*WHAT TO WORK ON:* Return each line of the entries that holds the string "below".

*GIVEN ENTRIES:*

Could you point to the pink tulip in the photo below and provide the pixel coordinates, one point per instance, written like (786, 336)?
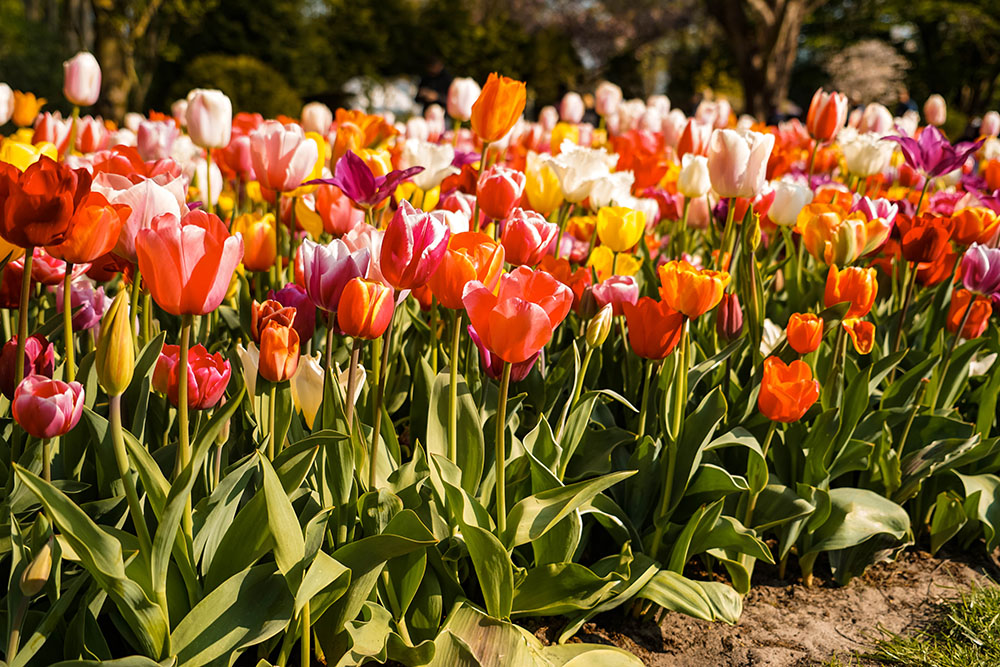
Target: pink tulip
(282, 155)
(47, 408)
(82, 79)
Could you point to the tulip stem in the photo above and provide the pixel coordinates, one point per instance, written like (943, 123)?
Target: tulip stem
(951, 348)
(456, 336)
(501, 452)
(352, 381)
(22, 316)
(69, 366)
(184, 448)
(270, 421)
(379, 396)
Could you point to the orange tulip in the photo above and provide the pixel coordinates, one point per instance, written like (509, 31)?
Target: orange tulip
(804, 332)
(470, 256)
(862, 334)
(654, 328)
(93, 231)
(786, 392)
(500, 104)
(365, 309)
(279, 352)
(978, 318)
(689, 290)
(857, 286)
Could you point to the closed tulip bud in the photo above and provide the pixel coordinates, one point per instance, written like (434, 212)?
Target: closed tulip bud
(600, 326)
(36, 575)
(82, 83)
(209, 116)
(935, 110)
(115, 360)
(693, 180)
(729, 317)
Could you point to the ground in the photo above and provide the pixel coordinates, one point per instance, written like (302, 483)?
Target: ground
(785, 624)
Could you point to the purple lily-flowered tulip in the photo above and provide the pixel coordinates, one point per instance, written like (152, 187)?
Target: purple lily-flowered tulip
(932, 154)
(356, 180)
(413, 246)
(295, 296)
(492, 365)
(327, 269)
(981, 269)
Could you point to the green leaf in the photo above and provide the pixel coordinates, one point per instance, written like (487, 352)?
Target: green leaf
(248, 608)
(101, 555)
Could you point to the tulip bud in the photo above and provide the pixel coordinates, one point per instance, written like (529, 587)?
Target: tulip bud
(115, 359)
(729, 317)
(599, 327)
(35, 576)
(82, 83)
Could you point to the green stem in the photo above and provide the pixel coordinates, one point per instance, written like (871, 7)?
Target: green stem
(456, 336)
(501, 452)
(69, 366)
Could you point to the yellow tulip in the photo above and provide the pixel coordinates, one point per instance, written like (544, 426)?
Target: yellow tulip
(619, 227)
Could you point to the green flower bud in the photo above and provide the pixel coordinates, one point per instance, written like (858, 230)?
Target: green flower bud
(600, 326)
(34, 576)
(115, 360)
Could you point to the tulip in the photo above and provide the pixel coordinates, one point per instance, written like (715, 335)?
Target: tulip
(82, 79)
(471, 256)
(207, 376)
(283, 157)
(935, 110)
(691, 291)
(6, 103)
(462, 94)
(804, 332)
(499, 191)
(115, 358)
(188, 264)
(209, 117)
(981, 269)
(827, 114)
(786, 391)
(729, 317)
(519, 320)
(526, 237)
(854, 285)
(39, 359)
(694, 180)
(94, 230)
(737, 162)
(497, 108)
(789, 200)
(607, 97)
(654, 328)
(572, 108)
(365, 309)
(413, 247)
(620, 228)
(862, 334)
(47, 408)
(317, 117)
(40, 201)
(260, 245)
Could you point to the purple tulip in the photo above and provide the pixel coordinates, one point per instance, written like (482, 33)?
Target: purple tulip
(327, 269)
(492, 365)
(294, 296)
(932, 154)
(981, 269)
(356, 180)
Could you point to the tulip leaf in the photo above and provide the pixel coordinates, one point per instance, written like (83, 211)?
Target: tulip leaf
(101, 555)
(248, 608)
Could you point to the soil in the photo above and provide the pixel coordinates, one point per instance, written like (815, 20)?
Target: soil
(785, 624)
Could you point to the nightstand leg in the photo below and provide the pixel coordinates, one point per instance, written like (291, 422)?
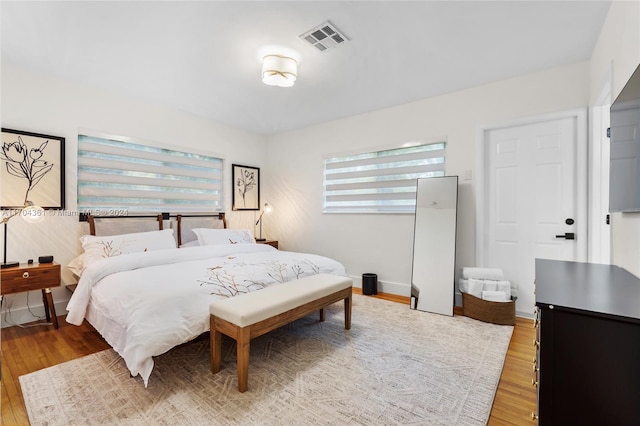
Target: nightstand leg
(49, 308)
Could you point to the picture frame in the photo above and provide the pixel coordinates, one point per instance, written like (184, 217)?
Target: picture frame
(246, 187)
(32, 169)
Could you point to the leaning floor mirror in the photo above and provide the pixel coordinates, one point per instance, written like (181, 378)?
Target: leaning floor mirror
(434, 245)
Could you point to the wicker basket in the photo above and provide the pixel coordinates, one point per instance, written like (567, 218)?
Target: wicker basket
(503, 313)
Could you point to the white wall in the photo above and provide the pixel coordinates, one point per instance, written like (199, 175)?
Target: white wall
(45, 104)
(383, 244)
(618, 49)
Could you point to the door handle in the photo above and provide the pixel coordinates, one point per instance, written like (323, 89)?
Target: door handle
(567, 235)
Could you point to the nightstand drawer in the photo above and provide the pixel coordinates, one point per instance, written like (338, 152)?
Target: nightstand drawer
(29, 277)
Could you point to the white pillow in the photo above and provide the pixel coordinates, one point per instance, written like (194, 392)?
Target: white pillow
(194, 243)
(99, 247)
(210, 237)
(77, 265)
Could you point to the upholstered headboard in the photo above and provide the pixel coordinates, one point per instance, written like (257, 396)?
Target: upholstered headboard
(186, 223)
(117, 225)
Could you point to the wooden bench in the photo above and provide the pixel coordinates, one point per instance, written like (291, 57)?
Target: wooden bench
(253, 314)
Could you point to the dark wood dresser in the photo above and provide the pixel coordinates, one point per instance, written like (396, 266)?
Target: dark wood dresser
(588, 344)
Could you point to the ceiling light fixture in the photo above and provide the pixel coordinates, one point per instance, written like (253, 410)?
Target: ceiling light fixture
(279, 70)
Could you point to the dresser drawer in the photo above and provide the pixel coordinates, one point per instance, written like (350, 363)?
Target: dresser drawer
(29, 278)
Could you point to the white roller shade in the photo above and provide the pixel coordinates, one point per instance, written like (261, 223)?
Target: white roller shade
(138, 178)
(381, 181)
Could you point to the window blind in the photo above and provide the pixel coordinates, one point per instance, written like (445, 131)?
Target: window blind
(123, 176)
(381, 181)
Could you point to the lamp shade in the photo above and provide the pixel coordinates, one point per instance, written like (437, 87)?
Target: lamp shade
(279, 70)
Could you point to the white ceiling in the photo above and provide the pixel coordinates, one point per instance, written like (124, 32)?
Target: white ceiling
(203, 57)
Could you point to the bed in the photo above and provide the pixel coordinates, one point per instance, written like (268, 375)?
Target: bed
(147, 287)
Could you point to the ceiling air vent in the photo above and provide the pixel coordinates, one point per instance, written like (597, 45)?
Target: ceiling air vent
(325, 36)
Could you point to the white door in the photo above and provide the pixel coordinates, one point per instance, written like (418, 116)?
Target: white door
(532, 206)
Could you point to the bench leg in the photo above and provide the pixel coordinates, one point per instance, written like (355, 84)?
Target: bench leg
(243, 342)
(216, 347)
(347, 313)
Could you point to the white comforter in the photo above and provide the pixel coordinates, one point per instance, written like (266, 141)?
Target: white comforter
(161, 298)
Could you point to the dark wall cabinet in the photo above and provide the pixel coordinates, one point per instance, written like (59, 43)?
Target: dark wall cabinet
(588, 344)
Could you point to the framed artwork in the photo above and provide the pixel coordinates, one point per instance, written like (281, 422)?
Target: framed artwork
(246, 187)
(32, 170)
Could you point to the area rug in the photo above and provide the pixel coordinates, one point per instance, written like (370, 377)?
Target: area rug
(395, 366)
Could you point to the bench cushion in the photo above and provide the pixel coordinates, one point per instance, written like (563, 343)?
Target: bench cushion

---

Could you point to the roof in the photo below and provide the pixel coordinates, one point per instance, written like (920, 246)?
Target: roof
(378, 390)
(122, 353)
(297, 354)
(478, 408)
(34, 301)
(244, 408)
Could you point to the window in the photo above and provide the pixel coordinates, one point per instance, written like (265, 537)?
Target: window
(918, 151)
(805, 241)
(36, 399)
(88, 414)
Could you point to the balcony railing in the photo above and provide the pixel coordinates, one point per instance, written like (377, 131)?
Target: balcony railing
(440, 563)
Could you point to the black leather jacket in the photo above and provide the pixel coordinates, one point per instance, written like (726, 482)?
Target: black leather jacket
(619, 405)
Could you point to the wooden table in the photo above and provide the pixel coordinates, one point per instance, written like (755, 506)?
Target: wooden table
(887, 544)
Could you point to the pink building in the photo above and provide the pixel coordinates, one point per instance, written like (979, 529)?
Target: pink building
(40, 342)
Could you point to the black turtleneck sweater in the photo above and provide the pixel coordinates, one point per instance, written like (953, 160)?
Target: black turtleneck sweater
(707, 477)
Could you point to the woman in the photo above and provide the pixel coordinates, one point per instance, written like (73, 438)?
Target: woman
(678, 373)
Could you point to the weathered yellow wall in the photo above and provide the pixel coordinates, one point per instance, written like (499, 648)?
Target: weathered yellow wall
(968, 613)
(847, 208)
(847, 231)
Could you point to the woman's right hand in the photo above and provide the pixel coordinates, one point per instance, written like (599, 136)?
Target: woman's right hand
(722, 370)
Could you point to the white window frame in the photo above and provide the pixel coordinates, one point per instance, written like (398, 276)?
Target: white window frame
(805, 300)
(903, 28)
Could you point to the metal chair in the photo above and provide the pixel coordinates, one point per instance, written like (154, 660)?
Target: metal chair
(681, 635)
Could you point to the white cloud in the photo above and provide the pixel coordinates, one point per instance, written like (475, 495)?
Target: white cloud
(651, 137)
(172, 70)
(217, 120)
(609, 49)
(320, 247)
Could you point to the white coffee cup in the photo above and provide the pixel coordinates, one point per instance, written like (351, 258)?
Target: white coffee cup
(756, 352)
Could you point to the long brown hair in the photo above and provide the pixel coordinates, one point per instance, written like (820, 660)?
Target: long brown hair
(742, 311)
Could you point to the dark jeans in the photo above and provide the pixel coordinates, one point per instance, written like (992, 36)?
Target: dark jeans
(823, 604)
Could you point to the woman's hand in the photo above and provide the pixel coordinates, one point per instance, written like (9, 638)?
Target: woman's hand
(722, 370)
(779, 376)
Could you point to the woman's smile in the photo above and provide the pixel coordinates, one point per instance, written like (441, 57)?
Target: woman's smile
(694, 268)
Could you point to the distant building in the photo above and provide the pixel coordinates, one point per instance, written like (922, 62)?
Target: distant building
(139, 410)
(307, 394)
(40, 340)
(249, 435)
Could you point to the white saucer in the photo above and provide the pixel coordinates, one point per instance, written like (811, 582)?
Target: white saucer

* * *

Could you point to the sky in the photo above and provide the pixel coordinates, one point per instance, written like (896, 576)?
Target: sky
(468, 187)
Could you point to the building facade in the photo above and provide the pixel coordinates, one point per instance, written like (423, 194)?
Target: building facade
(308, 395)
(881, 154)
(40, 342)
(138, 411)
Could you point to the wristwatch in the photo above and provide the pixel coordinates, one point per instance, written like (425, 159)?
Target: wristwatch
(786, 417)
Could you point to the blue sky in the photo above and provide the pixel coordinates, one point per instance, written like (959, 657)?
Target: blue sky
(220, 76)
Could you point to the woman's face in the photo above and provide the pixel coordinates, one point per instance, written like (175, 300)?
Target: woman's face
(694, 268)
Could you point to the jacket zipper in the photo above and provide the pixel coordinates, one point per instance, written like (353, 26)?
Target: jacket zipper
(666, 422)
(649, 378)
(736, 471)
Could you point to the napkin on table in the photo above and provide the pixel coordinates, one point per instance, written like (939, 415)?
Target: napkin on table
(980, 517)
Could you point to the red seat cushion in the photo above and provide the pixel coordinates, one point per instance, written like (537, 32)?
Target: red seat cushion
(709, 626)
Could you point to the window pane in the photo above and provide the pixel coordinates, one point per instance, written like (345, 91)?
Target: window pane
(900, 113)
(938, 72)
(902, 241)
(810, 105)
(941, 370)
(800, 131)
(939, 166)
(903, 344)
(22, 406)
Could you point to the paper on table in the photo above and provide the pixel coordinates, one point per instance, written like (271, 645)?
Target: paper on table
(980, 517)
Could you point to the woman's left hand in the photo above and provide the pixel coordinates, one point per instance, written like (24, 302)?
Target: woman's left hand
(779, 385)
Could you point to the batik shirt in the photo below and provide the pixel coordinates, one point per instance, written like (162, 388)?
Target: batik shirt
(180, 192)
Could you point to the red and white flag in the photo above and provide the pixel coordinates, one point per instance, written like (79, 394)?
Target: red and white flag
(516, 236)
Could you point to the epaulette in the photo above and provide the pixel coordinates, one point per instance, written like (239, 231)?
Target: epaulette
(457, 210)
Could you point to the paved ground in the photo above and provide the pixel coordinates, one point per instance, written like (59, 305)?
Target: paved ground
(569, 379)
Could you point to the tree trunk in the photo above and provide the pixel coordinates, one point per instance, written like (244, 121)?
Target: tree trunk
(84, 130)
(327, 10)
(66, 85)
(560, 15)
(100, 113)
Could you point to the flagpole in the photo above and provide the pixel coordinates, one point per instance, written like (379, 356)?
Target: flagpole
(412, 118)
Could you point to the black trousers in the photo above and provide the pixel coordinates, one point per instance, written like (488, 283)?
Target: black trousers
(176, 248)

*THE COMPLETED TASK:*
Could you point to the pink tulip in the photo below and provide the pixel coordinates, one point per instance, written like (786, 336)?
Could you point to the nightstand leg in the photo below and provide the pixel coordinates, one point per instance, written like (291, 422)?
Could you point to the roof in the photo below and provide the pixel coordinates, one point per instance, written like (920, 246)?
Could you point to the batik shirt in the photo below and provide the pixel coordinates, one point per instance, written like (162, 388)?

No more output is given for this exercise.